- _Extracted records_:
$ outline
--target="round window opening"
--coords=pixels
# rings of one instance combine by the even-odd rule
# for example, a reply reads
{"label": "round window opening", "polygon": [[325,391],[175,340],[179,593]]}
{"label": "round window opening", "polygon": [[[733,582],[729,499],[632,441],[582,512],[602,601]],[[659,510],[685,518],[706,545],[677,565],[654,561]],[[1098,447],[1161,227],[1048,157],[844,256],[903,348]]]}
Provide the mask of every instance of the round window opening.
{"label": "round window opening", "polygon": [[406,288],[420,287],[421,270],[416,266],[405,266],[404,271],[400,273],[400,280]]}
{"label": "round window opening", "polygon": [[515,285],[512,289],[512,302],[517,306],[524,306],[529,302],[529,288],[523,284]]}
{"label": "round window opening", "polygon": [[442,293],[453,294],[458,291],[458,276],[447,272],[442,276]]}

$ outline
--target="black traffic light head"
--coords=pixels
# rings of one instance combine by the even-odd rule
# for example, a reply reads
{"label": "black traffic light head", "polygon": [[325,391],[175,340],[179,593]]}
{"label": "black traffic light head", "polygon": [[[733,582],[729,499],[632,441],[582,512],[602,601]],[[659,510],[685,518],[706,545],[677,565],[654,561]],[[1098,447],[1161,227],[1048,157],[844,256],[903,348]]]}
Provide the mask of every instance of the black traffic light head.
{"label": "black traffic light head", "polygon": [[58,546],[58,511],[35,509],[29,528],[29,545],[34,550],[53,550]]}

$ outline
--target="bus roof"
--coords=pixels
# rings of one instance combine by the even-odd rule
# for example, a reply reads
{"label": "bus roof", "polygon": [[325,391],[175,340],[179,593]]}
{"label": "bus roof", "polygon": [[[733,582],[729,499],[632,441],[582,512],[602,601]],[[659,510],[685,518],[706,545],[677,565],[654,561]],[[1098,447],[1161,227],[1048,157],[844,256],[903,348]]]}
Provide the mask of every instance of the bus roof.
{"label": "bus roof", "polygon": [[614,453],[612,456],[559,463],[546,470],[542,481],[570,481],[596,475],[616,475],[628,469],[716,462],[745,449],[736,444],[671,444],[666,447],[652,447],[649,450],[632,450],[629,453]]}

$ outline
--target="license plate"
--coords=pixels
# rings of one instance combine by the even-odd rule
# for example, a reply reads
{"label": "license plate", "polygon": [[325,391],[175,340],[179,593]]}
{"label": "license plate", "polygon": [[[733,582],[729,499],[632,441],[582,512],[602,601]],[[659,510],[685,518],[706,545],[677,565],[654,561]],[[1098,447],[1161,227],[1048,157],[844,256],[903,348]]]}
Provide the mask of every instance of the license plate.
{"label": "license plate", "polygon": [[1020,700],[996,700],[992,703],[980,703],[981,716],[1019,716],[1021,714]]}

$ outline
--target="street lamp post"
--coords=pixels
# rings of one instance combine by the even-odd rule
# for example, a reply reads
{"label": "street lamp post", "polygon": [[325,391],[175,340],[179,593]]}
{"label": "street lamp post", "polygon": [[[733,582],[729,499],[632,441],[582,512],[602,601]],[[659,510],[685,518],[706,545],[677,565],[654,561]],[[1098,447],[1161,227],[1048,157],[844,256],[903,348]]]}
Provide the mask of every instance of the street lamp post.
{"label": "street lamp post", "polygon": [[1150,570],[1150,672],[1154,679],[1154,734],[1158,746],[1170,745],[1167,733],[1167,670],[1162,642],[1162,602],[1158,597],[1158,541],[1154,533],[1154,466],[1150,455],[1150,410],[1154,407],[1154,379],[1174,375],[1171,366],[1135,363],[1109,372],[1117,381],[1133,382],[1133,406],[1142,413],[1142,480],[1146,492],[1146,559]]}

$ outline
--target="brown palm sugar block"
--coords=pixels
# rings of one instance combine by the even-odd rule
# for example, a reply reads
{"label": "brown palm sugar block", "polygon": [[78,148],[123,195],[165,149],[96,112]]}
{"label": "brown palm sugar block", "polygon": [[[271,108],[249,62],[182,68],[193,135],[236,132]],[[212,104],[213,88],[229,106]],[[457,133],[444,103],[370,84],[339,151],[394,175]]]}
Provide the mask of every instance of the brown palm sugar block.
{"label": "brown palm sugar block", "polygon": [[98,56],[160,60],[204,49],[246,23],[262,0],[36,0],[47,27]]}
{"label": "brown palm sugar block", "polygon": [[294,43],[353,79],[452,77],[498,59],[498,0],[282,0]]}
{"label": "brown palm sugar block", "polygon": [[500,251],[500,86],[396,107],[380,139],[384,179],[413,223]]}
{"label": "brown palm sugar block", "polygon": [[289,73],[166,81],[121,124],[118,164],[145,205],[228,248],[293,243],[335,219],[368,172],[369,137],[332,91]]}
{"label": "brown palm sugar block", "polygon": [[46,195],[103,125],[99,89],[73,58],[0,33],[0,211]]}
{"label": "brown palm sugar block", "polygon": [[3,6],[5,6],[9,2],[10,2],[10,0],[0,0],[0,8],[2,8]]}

- _Work required_: All of the data above needs to be given again exactly.

- _Solution_:
$ outline
--target="round window opening"
--coords=pixels
# rings of one instance combine by the even-odd rule
# for example, a reply reads
{"label": "round window opening", "polygon": [[325,391],[175,340],[179,593]]}
{"label": "round window opening", "polygon": [[[733,582],[729,499],[632,441],[582,512],[602,601]],[[659,510],[685,518],[706,545],[677,565],[654,561]],[[1098,447],[1161,227],[1048,157],[844,256],[903,348]]]}
Provide the mask of every instance of the round window opening.
{"label": "round window opening", "polygon": [[406,288],[420,287],[421,270],[416,266],[405,266],[404,271],[400,273],[400,280]]}
{"label": "round window opening", "polygon": [[515,285],[512,289],[512,302],[517,306],[524,306],[529,302],[529,288],[523,284]]}
{"label": "round window opening", "polygon": [[442,293],[453,294],[458,291],[458,276],[447,272],[442,276]]}

$ outline
--target="black traffic light head"
--coords=pixels
# rings of one instance combine by the even-odd rule
# for example, a reply reads
{"label": "black traffic light head", "polygon": [[325,391],[175,340],[179,593]]}
{"label": "black traffic light head", "polygon": [[[733,582],[729,499],[632,441],[582,512],[602,601]],[[659,510],[685,518],[706,545],[677,565],[654,561]],[[1098,447],[1161,227],[1048,157],[844,256],[903,348]]]}
Provide the mask of every instance of the black traffic light head.
{"label": "black traffic light head", "polygon": [[58,546],[58,511],[35,509],[29,528],[29,545],[34,550],[53,550]]}

$ outline
--target="bus roof"
--coords=pixels
# rings of one instance combine by the even-odd rule
# for example, a reply reads
{"label": "bus roof", "polygon": [[325,391],[175,340],[179,593]]}
{"label": "bus roof", "polygon": [[[733,582],[729,499],[632,441],[582,512],[602,601]],[[659,510],[685,518],[706,545],[677,565],[654,561]],[[1098,447],[1161,227],[1048,157],[844,256],[903,348]]]}
Provide the mask of every instance of the bus roof.
{"label": "bus roof", "polygon": [[614,453],[612,456],[559,463],[546,470],[542,481],[570,481],[596,475],[616,475],[628,469],[716,462],[745,449],[736,444],[671,444],[666,447],[652,447],[649,450],[632,450],[629,453]]}

$ outline
--target="license plate"
--coords=pixels
# rings of one instance combine by the even-odd rule
# for example, a reply reads
{"label": "license plate", "polygon": [[325,391],[175,340],[179,593]]}
{"label": "license plate", "polygon": [[[733,582],[729,499],[632,441],[582,512],[602,601]],[[659,510],[685,518],[706,545],[677,565],[654,561]],[[1098,447],[1161,227],[1048,157],[844,256],[903,348]]]}
Provide the mask of every instance of the license plate.
{"label": "license plate", "polygon": [[1020,700],[996,700],[992,703],[980,703],[981,716],[1019,716],[1021,714]]}

$ outline
--target="street lamp post"
--coords=pixels
# rings of one instance combine by the even-odd rule
# for example, a reply reads
{"label": "street lamp post", "polygon": [[325,391],[175,340],[179,593]]}
{"label": "street lamp post", "polygon": [[[733,582],[729,499],[632,441],[582,512],[602,601]],[[659,510],[685,518],[706,545],[677,565],[654,561]],[[1098,447],[1161,227],[1048,157],[844,256],[903,348]]]}
Provide the mask of every instance of the street lamp post.
{"label": "street lamp post", "polygon": [[1150,570],[1150,672],[1154,679],[1154,734],[1158,746],[1170,745],[1167,733],[1167,670],[1162,642],[1162,602],[1158,597],[1158,541],[1154,533],[1154,466],[1150,455],[1150,410],[1154,407],[1154,379],[1174,375],[1171,366],[1135,363],[1109,372],[1117,381],[1133,382],[1133,406],[1142,413],[1142,480],[1146,492],[1146,559]]}

$ outline
--target="brown palm sugar block"
--coords=pixels
# rings of one instance combine by the even-odd rule
# for example, a reply reads
{"label": "brown palm sugar block", "polygon": [[78,148],[123,195],[165,149],[96,112]]}
{"label": "brown palm sugar block", "polygon": [[[271,108],[249,62],[182,68],[193,135],[236,132]],[[212,104],[213,88],[229,106]],[[457,133],[444,103],[370,84],[339,151],[394,175]]]}
Provide the mask of every instance of the brown palm sugar block.
{"label": "brown palm sugar block", "polygon": [[98,56],[160,60],[204,49],[246,23],[262,0],[36,0],[47,27]]}
{"label": "brown palm sugar block", "polygon": [[294,43],[353,79],[452,77],[498,59],[498,0],[282,0]]}
{"label": "brown palm sugar block", "polygon": [[500,251],[500,86],[396,107],[380,139],[384,179],[413,223]]}
{"label": "brown palm sugar block", "polygon": [[289,73],[166,81],[121,124],[118,164],[145,205],[228,248],[293,243],[335,219],[368,172],[369,137],[332,91]]}
{"label": "brown palm sugar block", "polygon": [[46,195],[103,125],[99,89],[73,58],[0,33],[0,211]]}
{"label": "brown palm sugar block", "polygon": [[3,6],[5,6],[9,2],[10,2],[10,0],[0,0],[0,8],[2,8]]}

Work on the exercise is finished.